■ ПОСТАВЛЕННАЯ ЗАДАЧА 1 ■
Определите и выпишите все строки записей, в которых встречается строка «glass». Регистр букв учитывается.
*** ОТРЫВОК ДЛЯ ЧТЕНИЯ
Исключительно чуток был Игумнов к звуковым краскам. Для него не существовал звук сам по себе; он был то «матовый», то «звонкий», то «словно в дымке», то «как бы озаренный солнцем». И этому красочно-тембровому разнообразию он постоянно учил путем отказа от застывшей, фиксированной, раз навсегда определенной постановки руки («Все зависит, — говорил он, — от звукового задания»), путем введения разнообразных приемов игры, вплоть до резкого отталкивания руки (как бы «вырывания звуков из клавиатуры»), изменения положения пальцев на клавиатуре — пальцы плоские, слегка закругленные, закругленные («инструментовка пальцами»), выработки ощущения «разъединенности пальцев» и т. п.

Мне неоднократно приходилось писать об игумновском принципе соблюдения звуковой перспективы, и я лишь напомню его слова: «Как в живописи, так и в музыке ничего не выйдет, если все будет иметь одинаковую цену». Добавлю, что он придавал первостепенное значение «переднему» и «заднему» планам исполнения. В его игре всегда был «горизонт», который как бы создавал грунт для звуковой перспективы, была даль — и ярко освещенная, и затененная. И того же он требовал строго и непреклонно от своих учеников.
******
*** МАТЕРИАЛ ЗАДАНИЯ
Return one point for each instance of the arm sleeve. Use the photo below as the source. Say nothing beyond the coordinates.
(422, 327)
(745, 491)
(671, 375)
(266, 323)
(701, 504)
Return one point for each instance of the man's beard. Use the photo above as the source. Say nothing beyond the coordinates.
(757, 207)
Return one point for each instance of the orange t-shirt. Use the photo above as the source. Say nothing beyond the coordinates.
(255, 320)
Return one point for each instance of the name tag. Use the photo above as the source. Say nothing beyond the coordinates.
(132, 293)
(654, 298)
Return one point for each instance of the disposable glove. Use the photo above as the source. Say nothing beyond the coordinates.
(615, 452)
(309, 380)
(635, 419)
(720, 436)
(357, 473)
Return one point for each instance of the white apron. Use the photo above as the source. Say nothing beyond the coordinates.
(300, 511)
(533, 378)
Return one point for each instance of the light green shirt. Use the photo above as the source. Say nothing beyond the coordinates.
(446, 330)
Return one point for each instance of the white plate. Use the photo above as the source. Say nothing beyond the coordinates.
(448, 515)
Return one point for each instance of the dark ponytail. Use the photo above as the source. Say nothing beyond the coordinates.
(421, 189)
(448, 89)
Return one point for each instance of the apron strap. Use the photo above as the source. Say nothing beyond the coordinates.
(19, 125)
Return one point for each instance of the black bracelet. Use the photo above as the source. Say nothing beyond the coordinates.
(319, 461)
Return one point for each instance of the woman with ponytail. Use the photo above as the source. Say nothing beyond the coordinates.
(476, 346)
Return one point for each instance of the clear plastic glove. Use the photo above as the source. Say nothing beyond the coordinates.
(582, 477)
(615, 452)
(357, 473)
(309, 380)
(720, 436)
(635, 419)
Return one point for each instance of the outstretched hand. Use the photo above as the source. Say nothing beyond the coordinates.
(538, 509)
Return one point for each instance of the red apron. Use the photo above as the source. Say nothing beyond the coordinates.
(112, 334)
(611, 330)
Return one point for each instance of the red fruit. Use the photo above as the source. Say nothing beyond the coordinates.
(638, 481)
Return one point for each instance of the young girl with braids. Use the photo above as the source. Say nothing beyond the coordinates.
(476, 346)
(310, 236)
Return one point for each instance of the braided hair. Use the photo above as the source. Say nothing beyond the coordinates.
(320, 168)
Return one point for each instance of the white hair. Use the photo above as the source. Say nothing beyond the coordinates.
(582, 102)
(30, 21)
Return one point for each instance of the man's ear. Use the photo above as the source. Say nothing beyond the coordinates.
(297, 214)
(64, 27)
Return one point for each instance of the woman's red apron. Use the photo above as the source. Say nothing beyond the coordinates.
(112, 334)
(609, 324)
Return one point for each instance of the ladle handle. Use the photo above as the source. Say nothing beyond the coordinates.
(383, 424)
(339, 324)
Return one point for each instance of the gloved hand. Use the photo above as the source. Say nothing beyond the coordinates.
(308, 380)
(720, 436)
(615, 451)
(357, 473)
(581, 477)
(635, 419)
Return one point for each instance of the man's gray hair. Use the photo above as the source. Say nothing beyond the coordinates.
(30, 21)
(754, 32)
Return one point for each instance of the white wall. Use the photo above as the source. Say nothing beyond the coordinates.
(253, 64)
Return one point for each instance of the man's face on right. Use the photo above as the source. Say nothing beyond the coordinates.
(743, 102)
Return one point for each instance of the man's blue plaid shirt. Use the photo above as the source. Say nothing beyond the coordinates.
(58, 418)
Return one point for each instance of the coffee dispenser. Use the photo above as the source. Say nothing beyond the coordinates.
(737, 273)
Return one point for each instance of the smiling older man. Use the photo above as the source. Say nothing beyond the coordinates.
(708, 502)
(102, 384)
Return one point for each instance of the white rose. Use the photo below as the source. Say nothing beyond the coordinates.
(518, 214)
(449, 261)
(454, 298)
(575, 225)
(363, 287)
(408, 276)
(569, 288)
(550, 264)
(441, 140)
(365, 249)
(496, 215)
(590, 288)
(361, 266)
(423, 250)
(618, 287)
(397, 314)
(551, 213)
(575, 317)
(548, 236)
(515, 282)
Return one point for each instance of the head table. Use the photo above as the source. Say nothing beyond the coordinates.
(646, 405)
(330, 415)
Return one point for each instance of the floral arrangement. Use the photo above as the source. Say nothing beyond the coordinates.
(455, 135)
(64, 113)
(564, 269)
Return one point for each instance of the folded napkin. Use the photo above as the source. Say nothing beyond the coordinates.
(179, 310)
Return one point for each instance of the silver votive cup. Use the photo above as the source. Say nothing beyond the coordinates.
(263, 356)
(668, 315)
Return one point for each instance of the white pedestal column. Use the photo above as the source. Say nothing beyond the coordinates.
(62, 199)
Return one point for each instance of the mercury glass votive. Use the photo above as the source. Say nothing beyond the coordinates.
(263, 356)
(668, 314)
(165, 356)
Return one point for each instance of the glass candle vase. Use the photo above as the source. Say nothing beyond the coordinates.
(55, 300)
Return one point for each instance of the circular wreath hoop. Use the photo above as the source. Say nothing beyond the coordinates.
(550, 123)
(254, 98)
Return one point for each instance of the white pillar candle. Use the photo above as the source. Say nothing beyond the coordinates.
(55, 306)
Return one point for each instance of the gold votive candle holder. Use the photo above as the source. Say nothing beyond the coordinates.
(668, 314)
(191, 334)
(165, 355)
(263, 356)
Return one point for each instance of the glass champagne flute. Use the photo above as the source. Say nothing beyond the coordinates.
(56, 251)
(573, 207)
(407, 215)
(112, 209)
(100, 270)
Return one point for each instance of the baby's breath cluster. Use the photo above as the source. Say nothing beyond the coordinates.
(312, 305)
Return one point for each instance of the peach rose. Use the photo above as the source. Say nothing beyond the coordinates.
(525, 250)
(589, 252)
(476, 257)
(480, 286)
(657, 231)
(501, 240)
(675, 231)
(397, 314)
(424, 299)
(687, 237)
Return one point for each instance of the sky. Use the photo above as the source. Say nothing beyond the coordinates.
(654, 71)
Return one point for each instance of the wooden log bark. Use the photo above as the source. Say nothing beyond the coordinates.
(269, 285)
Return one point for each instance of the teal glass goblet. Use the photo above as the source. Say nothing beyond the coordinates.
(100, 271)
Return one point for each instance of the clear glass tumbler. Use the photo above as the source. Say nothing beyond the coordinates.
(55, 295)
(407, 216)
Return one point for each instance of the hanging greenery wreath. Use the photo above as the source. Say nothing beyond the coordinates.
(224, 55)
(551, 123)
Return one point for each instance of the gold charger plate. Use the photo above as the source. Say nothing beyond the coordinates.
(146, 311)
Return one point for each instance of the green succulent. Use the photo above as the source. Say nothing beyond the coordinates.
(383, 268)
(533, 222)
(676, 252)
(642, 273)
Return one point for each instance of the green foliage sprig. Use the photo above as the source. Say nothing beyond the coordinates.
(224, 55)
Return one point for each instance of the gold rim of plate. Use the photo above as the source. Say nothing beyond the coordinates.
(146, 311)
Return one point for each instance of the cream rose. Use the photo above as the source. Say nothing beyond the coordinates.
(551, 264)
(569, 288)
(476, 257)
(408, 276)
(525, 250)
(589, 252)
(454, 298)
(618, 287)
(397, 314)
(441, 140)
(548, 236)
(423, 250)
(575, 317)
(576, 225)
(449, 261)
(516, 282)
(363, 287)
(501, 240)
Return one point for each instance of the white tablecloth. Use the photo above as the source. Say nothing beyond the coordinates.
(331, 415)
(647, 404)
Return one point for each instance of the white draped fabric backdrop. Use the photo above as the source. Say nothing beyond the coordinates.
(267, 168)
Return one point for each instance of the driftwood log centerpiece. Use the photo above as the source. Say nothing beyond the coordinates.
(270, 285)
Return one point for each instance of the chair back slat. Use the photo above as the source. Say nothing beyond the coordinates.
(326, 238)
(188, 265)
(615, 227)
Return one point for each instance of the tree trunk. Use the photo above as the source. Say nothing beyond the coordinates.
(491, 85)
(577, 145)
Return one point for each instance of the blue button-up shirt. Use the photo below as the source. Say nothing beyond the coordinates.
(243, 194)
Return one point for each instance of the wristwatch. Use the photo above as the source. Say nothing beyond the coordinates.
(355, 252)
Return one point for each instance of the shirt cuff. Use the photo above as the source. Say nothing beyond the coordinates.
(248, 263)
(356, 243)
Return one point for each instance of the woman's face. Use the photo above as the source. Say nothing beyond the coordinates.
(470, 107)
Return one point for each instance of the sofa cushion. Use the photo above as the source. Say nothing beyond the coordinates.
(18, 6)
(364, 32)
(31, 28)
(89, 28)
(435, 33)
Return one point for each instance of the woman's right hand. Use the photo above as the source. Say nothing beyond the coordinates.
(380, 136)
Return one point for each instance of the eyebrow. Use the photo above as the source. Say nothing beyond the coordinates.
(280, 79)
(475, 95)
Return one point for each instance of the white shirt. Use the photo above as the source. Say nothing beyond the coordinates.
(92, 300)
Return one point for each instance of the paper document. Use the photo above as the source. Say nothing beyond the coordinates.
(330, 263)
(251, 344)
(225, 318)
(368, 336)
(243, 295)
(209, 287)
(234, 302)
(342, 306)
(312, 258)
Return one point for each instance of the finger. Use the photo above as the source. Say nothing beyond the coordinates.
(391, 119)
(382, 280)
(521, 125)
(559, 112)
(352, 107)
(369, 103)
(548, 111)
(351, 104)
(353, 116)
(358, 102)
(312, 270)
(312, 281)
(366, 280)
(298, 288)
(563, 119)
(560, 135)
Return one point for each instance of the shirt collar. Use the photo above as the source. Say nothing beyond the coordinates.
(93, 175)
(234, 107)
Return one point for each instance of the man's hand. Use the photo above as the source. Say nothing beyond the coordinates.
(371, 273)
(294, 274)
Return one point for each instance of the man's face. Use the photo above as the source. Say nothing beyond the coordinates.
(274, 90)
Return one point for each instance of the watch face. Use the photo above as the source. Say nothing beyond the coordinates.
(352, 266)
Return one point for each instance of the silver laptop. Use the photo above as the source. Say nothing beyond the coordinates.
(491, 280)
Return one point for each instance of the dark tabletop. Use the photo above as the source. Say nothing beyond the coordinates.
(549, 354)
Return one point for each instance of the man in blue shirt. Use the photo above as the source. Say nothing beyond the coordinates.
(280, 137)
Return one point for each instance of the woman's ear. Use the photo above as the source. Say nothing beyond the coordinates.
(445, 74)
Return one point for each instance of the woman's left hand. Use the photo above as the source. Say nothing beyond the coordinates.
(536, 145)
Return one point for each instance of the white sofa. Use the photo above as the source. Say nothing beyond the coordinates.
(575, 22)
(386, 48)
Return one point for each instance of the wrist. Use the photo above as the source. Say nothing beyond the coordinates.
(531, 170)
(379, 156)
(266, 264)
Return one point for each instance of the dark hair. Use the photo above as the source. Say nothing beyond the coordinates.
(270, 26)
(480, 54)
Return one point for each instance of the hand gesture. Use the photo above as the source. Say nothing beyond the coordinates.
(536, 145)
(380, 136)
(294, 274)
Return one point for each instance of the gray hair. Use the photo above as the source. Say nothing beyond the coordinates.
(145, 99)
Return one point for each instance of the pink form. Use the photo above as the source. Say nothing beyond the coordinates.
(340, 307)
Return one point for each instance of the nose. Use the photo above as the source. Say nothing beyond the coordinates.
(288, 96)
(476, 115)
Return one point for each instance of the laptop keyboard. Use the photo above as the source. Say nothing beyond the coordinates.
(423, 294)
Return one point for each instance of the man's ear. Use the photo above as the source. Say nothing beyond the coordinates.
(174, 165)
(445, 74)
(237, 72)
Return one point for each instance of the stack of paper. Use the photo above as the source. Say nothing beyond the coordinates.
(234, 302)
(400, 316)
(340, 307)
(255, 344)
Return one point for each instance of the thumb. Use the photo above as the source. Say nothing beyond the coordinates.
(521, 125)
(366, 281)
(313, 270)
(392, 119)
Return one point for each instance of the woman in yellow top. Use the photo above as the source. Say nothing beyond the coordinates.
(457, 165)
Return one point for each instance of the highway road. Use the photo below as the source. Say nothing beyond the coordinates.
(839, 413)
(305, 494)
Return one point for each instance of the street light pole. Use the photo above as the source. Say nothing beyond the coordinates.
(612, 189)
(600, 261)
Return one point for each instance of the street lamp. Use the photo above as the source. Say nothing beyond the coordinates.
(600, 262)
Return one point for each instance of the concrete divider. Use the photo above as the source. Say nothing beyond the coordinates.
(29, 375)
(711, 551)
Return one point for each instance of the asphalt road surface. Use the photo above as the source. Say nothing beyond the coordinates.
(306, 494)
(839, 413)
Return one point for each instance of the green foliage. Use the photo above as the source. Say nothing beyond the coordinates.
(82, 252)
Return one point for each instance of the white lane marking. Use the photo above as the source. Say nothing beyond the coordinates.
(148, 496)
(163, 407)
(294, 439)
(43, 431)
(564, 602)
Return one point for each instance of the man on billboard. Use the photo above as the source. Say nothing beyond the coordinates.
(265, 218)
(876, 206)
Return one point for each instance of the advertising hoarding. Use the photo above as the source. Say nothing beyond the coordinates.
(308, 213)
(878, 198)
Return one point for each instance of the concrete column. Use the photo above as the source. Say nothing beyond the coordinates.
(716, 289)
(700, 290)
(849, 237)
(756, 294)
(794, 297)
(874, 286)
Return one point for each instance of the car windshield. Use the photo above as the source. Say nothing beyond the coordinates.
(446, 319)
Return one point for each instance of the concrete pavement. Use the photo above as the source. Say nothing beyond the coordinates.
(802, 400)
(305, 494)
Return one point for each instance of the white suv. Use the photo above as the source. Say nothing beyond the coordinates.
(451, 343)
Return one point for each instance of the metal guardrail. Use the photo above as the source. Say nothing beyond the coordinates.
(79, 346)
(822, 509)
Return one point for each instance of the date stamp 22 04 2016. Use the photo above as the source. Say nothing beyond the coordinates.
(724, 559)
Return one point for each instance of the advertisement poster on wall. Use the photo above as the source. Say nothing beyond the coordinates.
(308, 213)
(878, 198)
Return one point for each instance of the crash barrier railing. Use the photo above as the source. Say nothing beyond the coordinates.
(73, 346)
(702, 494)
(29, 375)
******
■ ПОСТАВЛЕННАЯ ЗАДАЧА 2 ■
Почему, согласно отрывку об Игумнове, он отказывался от раз навсегда определенной постановки руки? Ответьте в одном–трех предложениях.

■ ПОЛНЫЙ ОТВЕТ 1 ■
Return one point for each instance of the mercury glass votive. Use the photo above as the source. Say nothing beyond the coordinates.
Return one point for each instance of the glass candle vase. Use the photo above as the source. Say nothing beyond the coordinates.
Return one point for each instance of the glass champagne flute. Use the photo above as the source. Say nothing beyond the coordinates.
Return one point for each instance of the teal glass goblet. Use the photo above as the source. Say nothing beyond the coordinates.
Return one point for each instance of the clear glass tumbler. Use the photo above as the source. Say nothing beyond the coordinates.

■ ПОЛНЫЙ ОТВЕТ 2 ■
Игумнов отказывался от застывшей, фиксированной постановки руки, потому что, по его словам, «все зависит от звукового задания». Так он учил красочно-тембровому разнообразию звука. Для него звук всегда имел свою окраску: «матовый», «звонкий», «словно в дымке» или «как бы озаренный солнцем».